## [Objective]
Copy out every one of the records below without changing a single character.
+++ Supplied entries +++
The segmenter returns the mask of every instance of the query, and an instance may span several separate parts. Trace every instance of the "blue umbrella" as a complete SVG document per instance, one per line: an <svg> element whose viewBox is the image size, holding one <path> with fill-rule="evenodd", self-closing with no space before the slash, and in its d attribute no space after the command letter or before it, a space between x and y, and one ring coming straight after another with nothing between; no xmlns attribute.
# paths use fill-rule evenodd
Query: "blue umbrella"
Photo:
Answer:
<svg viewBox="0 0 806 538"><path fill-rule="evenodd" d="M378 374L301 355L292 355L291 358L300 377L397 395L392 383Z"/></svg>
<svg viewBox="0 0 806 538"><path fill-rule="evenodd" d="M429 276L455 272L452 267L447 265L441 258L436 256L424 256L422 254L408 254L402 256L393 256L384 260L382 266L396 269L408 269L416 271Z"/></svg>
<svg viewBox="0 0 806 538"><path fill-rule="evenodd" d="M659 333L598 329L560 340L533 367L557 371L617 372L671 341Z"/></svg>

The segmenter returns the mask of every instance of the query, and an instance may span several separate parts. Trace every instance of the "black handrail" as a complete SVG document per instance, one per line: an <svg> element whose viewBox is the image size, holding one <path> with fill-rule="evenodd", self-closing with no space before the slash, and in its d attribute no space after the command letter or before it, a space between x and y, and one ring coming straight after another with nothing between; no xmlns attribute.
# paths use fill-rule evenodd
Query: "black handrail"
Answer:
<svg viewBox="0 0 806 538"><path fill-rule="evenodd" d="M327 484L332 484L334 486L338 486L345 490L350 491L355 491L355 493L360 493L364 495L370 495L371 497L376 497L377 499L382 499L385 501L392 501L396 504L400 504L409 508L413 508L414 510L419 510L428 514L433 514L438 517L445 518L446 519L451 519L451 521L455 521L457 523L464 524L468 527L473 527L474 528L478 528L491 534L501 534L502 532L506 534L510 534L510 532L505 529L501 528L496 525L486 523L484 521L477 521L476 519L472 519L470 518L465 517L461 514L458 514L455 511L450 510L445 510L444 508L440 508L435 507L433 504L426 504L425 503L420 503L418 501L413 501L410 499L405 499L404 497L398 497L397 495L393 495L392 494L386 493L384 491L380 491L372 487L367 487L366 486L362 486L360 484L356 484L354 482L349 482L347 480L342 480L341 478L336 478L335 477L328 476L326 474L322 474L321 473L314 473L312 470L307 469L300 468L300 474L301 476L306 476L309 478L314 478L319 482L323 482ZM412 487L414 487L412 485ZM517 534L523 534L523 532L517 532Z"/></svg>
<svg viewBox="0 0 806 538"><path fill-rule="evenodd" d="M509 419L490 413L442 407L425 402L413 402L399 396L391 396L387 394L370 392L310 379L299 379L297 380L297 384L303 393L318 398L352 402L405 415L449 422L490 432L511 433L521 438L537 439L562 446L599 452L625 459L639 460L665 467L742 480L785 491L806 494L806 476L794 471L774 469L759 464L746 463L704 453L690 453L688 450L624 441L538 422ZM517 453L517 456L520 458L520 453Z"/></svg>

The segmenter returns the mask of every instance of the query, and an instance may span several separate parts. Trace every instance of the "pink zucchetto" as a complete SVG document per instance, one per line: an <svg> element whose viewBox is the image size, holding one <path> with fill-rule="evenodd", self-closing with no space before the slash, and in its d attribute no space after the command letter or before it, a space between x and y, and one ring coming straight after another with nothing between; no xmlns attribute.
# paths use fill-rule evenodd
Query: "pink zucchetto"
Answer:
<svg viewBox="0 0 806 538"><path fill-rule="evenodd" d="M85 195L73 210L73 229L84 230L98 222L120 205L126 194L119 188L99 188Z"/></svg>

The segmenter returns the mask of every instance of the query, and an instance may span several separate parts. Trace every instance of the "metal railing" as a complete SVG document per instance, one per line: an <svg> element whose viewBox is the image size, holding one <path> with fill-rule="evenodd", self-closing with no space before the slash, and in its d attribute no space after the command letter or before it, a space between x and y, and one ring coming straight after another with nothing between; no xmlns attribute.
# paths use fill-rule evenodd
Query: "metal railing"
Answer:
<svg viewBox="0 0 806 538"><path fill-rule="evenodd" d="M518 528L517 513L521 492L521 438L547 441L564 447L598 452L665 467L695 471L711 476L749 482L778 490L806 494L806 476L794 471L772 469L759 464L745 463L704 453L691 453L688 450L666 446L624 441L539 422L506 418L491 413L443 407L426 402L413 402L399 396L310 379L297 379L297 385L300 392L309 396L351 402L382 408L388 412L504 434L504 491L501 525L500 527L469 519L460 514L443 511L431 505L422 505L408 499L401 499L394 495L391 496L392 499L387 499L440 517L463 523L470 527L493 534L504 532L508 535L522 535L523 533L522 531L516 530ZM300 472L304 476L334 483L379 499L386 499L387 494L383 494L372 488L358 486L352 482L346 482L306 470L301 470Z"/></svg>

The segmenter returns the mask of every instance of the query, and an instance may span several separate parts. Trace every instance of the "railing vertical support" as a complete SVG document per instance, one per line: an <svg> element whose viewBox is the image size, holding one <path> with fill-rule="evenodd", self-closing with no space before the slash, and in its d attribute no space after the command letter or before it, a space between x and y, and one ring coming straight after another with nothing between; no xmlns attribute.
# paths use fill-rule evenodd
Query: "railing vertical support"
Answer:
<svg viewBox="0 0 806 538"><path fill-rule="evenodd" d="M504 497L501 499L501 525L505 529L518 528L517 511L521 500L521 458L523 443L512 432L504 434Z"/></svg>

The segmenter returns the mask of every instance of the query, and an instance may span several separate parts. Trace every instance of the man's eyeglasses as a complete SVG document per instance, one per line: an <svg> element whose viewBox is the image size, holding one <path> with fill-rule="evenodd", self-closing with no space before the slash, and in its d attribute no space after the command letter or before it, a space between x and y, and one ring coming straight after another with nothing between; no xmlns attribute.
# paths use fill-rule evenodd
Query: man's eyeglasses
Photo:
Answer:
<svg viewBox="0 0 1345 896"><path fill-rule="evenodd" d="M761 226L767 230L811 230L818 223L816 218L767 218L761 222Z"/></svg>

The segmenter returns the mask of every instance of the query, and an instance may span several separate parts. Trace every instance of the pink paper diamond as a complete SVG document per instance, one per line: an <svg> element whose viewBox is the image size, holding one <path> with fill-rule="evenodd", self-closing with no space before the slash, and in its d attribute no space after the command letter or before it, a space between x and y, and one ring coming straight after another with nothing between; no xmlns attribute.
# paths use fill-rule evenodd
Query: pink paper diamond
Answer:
+++
## [Exercise result]
The segmenter returns the mask of every instance of the query, and an instance may span several separate parts. Trace every instance of the "blue umbrella" as a complete SVG document per instance, one per line: an <svg> element whose viewBox is the image size, holding one <path> with fill-rule="evenodd", self-closing with no space before the slash, and in its d attribute no space after the command letter or before it, a space between x and y, and one ring coming straight after another with nothing between; no xmlns attribute.
# paths use fill-rule evenodd
Query: "blue umbrella"
Photo:
Answer:
<svg viewBox="0 0 806 538"><path fill-rule="evenodd" d="M378 374L301 355L292 355L291 358L300 377L397 395L392 383Z"/></svg>
<svg viewBox="0 0 806 538"><path fill-rule="evenodd" d="M429 276L455 272L452 267L447 265L441 258L436 256L424 256L422 254L408 254L402 256L393 256L384 260L382 266L396 269L408 269L416 271Z"/></svg>
<svg viewBox="0 0 806 538"><path fill-rule="evenodd" d="M659 333L598 329L560 340L533 367L557 371L617 372L671 341Z"/></svg>

The segmenter returns the mask of every instance of the query, and an instance may span several separate parts. Trace every instance of the "black handrail" as a complete SVG document per instance, one per line: an <svg> element whose viewBox is the image size, holding one <path> with fill-rule="evenodd", self-closing with no space before the slash, and in its d attribute no space after the command letter or before it, a space between x and y, and one ring coming straight after another with nothing between; no xmlns attribute.
# paths use fill-rule evenodd
Query: "black handrail"
Answer:
<svg viewBox="0 0 806 538"><path fill-rule="evenodd" d="M327 484L332 484L334 486L338 486L345 490L350 491L355 491L355 493L360 493L364 495L370 495L371 497L376 497L377 499L382 499L385 501L392 501L396 504L400 504L409 508L413 508L414 510L419 510L428 514L433 514L438 517L445 518L446 519L451 519L451 521L455 521L457 523L464 524L468 527L473 527L474 528L478 528L491 534L501 534L502 532L506 534L510 534L510 532L505 529L501 528L496 525L486 523L484 521L477 521L476 519L472 519L470 518L465 517L461 514L458 514L455 511L450 510L445 510L444 508L440 508L435 507L433 504L426 504L425 503L420 503L418 501L413 501L410 499L405 499L404 497L398 497L397 495L393 495L392 494L386 493L384 491L380 491L372 487L367 487L366 486L362 486L360 484L356 484L354 482L349 482L347 480L342 480L341 478L336 478L335 477L328 476L326 474L322 474L321 473L314 473L312 470L307 469L300 468L300 474L301 476L306 476L309 478L314 478L319 482L323 482ZM412 487L414 487L412 485ZM517 534L523 534L523 532L517 532Z"/></svg>
<svg viewBox="0 0 806 538"><path fill-rule="evenodd" d="M509 419L490 413L442 407L425 402L413 402L399 396L391 396L387 394L370 392L310 379L299 379L297 380L297 384L303 393L318 398L352 402L405 415L449 422L490 432L511 433L521 438L537 439L562 446L599 452L625 459L639 460L665 467L742 480L785 491L806 494L806 476L794 471L774 469L759 464L746 463L704 453L690 453L688 450L624 441L538 422ZM517 453L517 456L520 458L520 453Z"/></svg>

The segmenter returns the mask of every instance of the query, and an instance may span several separate parts. Trace every instance of the "pink zucchetto" as a complete SVG document per instance, one per line: an <svg> element whose viewBox is the image size, holding one <path> with fill-rule="evenodd", self-closing with no space before the slash, and in its d attribute no space after the command letter or before it, a space between x and y, and one ring coming straight after another with nothing between; no xmlns attribute.
# paths use fill-rule evenodd
Query: "pink zucchetto"
Answer:
<svg viewBox="0 0 806 538"><path fill-rule="evenodd" d="M85 195L73 210L73 229L84 230L98 222L120 205L126 194L119 188L99 188Z"/></svg>

The segmenter returns the mask of every instance of the query, and an instance may span several separate parts. Trace every instance of the "metal railing" as a complete SVG document per instance, one per line: an <svg> element whose viewBox is the image size, holding one <path> with fill-rule="evenodd", self-closing with no space before the slash, and in its d attribute no space after the command letter or before it, a space between x and y, and one ring coming straight after another with nothing between; no xmlns attribute.
# paths use fill-rule evenodd
Query: "metal railing"
Answer:
<svg viewBox="0 0 806 538"><path fill-rule="evenodd" d="M518 528L517 513L521 492L521 438L547 441L564 447L598 452L665 467L695 471L711 476L749 482L778 490L806 494L806 476L794 471L772 469L759 464L745 463L704 453L691 453L688 450L666 446L624 441L539 422L506 418L491 413L443 407L426 402L413 402L399 396L310 379L297 379L297 385L300 392L309 396L351 402L382 408L388 412L504 434L504 491L501 525L500 527L469 519L460 514L443 511L431 505L422 505L408 499L401 499L394 495L391 496L392 499L387 499L440 517L463 523L470 527L493 534L504 532L508 535L522 535L523 533L522 531L516 530ZM300 472L304 476L334 483L379 499L386 499L387 494L383 494L372 488L358 486L352 482L346 482L306 470L301 470Z"/></svg>

The segmenter returns the mask of every instance of the query, and an instance may span several separate parts. Trace every instance of the "railing vertical support" as a complete SVG document per instance, one per line: an <svg> element whose viewBox is the image size, holding one <path> with fill-rule="evenodd", self-closing with no space before the slash, and in its d attribute no space after the command letter or before it, a space between x and y, and one ring coming straight after another with nothing between; no xmlns attribute.
# paths use fill-rule evenodd
Query: "railing vertical support"
Answer:
<svg viewBox="0 0 806 538"><path fill-rule="evenodd" d="M504 497L501 499L501 525L505 529L518 528L517 511L521 500L521 458L523 443L512 432L504 434Z"/></svg>

The segmenter returns the mask of every instance of the query, and an instance may span several separate parts. Trace every instance of the man's eyeglasses as a complete SVG document per instance, one per line: an <svg> element whose viewBox is the image size, holding one <path> with fill-rule="evenodd", self-closing with no space before the slash, and in its d attribute no space after the command letter or before it, a space between x and y, and one ring coming straight after another with nothing between; no xmlns attribute.
# paths use fill-rule evenodd
Query: man's eyeglasses
Photo:
Answer:
<svg viewBox="0 0 1345 896"><path fill-rule="evenodd" d="M761 226L767 230L811 230L818 223L816 218L767 218L761 222Z"/></svg>

The segmenter returns the mask of every instance of the query, and an instance may span several separate parts. Trace every instance of the pink paper diamond as a complete SVG document per instance, one per line: an <svg> element whose viewBox is the image size, holding one <path> with fill-rule="evenodd", self-closing with no space before the slash, and in its d attribute no space after the command letter or before it, a space between x and y, and one ring coming straight after another with nothing between; no xmlns attribute.
# paths use fill-rule evenodd
Query: pink paper diamond
Answer:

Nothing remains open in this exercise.